> [YOUR GOAL] Show every line in the material below in which the string "edge" appears.
*** Block opens ***
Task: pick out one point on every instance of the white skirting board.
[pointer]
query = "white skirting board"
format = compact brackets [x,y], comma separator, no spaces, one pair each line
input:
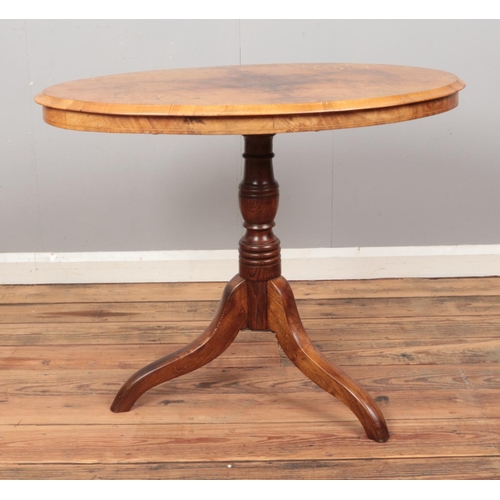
[221,265]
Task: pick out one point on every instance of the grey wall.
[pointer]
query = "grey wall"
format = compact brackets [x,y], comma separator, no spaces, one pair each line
[434,181]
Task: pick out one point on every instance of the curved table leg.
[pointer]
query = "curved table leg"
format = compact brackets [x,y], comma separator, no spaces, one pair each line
[230,318]
[284,320]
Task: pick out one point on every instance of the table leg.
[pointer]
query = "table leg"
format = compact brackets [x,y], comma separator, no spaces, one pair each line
[259,298]
[230,318]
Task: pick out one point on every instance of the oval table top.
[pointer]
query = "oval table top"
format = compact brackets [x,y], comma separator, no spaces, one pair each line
[259,99]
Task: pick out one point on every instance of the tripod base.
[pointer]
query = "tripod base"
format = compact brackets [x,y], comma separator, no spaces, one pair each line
[237,311]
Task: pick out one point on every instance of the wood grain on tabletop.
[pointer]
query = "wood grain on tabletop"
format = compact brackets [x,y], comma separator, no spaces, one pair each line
[259,99]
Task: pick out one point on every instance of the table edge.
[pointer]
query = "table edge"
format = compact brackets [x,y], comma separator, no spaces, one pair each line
[246,125]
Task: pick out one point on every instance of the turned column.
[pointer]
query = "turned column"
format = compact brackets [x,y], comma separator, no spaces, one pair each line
[259,248]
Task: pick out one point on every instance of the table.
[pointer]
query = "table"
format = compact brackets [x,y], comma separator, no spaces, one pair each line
[257,102]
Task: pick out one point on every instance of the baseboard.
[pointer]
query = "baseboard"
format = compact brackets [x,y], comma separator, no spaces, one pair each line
[221,265]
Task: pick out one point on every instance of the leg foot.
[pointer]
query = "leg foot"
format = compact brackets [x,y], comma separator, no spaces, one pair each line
[230,318]
[284,320]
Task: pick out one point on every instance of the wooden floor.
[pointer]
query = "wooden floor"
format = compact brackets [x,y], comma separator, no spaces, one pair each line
[427,350]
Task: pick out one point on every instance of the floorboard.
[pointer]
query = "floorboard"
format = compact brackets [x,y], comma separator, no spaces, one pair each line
[427,350]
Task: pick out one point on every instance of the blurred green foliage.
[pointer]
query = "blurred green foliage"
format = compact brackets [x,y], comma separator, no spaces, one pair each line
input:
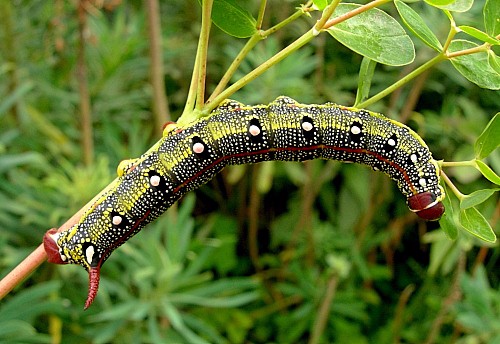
[252,256]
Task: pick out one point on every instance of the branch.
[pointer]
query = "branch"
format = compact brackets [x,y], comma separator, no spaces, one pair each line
[38,256]
[160,102]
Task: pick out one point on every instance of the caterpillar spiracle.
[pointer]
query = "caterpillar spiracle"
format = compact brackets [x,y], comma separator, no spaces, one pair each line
[187,157]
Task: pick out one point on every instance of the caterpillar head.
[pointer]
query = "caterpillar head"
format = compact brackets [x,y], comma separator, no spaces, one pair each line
[66,248]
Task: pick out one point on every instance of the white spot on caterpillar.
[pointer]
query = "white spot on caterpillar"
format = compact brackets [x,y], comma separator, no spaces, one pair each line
[154,180]
[117,220]
[307,126]
[254,130]
[355,130]
[198,148]
[89,254]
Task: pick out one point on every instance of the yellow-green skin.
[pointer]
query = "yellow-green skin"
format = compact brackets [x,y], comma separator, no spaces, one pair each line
[186,158]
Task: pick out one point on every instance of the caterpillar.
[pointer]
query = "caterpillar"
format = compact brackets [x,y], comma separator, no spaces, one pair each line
[187,157]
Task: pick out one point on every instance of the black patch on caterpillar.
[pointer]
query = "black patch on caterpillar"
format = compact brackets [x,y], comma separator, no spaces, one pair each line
[162,185]
[305,123]
[205,154]
[356,132]
[124,223]
[391,143]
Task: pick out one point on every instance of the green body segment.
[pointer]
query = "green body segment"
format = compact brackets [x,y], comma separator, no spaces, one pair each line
[186,158]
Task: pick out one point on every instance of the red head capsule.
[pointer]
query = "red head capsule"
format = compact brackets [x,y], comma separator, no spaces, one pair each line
[426,206]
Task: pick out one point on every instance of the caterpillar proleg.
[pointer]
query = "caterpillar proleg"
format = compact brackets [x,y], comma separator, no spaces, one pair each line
[187,157]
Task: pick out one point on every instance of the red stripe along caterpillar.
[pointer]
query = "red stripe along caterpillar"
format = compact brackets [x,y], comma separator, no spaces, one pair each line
[186,158]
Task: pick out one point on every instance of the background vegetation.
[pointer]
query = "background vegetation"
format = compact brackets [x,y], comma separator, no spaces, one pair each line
[317,252]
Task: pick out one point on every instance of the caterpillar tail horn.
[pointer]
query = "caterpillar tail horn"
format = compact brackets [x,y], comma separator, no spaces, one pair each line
[94,277]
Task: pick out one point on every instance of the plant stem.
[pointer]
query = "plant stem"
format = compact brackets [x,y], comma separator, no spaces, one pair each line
[327,13]
[160,103]
[478,49]
[452,186]
[298,43]
[83,88]
[256,37]
[260,17]
[193,94]
[324,310]
[203,51]
[403,81]
[470,163]
[353,13]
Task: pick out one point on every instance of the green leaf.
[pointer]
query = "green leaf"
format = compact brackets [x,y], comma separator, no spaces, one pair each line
[454,5]
[416,25]
[491,13]
[320,4]
[373,34]
[234,20]
[475,198]
[439,3]
[474,67]
[482,36]
[494,61]
[489,140]
[447,222]
[475,223]
[365,79]
[487,172]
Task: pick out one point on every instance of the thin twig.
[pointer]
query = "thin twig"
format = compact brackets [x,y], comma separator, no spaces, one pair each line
[324,310]
[160,103]
[83,88]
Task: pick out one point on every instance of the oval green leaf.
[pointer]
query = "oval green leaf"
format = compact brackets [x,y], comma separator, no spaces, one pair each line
[491,13]
[475,198]
[489,140]
[416,25]
[373,34]
[494,61]
[482,36]
[474,67]
[487,172]
[233,19]
[439,3]
[475,223]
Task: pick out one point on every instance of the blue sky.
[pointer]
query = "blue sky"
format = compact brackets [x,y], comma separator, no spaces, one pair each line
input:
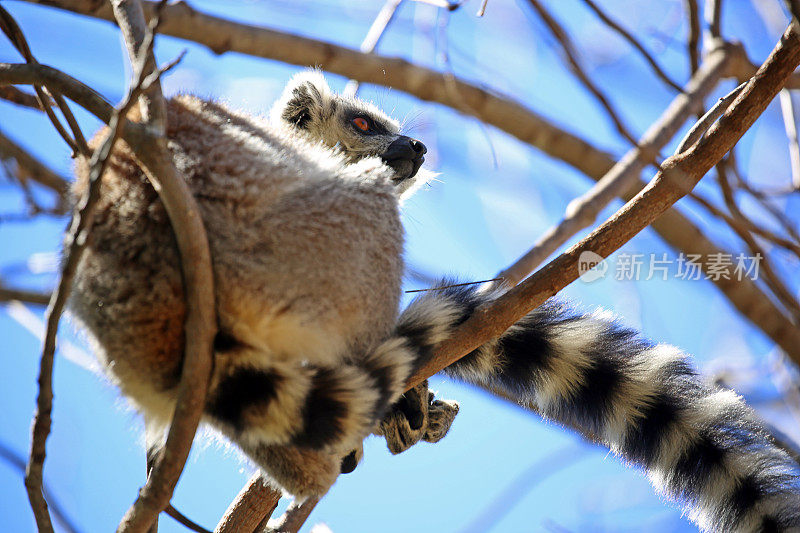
[500,468]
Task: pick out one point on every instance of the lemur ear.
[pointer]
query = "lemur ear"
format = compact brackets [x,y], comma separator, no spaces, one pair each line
[306,98]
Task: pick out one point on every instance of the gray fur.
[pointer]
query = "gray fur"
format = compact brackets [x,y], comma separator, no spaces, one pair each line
[302,219]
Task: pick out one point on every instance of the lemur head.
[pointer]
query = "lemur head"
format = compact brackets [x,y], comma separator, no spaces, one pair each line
[357,128]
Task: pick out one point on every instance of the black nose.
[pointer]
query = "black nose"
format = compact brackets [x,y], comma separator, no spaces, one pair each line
[404,148]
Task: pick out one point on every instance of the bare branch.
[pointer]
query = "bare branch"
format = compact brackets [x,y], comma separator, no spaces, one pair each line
[35,169]
[713,17]
[15,96]
[628,36]
[295,516]
[31,297]
[693,38]
[374,35]
[583,211]
[572,57]
[677,230]
[770,277]
[130,19]
[76,242]
[198,282]
[679,175]
[790,123]
[255,503]
[747,225]
[12,30]
[17,462]
[183,520]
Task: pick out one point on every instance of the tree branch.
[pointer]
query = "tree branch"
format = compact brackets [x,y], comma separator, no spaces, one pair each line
[679,175]
[190,235]
[35,169]
[625,34]
[677,230]
[582,211]
[31,297]
[257,501]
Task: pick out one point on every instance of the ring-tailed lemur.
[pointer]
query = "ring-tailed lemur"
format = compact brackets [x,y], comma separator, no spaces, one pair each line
[302,218]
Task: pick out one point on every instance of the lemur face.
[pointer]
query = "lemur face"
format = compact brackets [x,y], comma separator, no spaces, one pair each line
[357,128]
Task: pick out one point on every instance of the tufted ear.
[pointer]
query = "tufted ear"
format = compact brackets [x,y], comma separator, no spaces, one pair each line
[306,98]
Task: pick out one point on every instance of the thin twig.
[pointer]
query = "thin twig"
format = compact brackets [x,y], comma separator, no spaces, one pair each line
[763,200]
[183,520]
[693,37]
[633,41]
[255,503]
[373,37]
[676,229]
[679,175]
[295,516]
[790,124]
[747,225]
[35,169]
[577,69]
[15,96]
[200,326]
[583,211]
[31,297]
[76,242]
[701,126]
[713,17]
[17,462]
[77,142]
[771,278]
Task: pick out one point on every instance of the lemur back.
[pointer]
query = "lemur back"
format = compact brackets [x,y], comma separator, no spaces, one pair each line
[302,217]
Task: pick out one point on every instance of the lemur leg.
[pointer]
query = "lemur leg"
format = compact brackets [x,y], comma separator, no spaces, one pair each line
[302,472]
[416,416]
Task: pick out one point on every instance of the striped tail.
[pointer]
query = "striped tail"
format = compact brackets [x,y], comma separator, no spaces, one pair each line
[699,444]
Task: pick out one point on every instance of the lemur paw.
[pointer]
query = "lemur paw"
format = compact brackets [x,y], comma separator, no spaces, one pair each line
[416,416]
[441,414]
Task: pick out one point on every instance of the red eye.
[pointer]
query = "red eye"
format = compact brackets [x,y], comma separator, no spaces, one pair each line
[361,123]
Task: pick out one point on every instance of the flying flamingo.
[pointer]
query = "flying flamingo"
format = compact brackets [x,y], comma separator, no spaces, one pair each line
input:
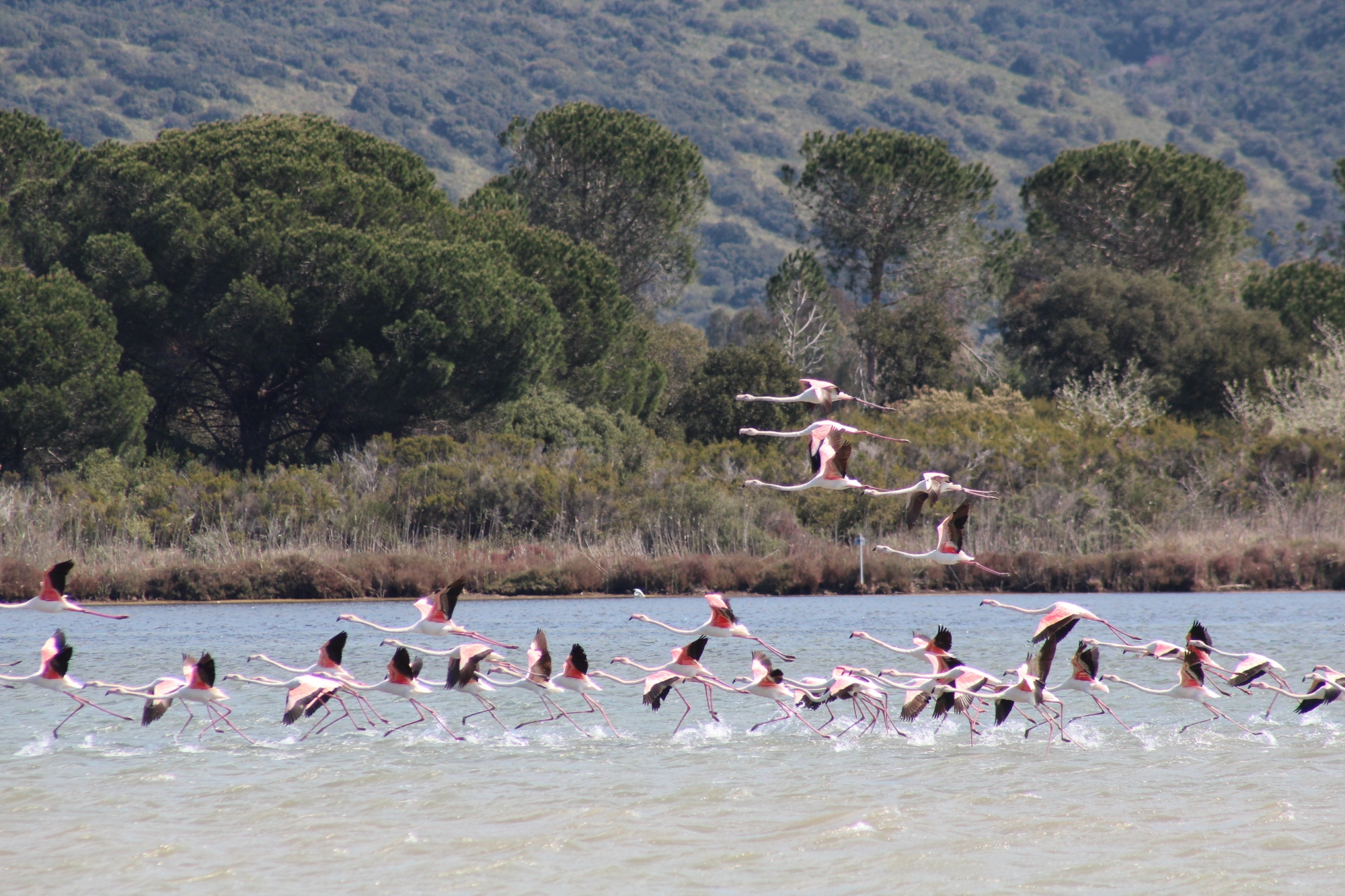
[931,487]
[816,392]
[53,674]
[465,678]
[306,696]
[575,678]
[831,459]
[657,688]
[53,599]
[949,552]
[812,430]
[436,616]
[722,623]
[329,666]
[539,680]
[404,681]
[1083,678]
[1058,619]
[769,682]
[687,663]
[1191,686]
[196,686]
[1323,690]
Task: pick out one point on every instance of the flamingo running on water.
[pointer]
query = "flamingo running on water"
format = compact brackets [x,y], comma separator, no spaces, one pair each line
[812,430]
[1083,678]
[723,623]
[575,678]
[329,666]
[769,682]
[436,616]
[196,686]
[831,460]
[539,680]
[306,696]
[1191,685]
[1058,619]
[687,665]
[949,552]
[53,599]
[930,489]
[816,392]
[53,674]
[404,681]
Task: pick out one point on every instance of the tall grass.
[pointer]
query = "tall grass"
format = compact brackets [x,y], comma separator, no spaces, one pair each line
*** Block closes ***
> [COMPLETED TASK]
Task: pick out one point on every instance of the table edge.
query = "table edge"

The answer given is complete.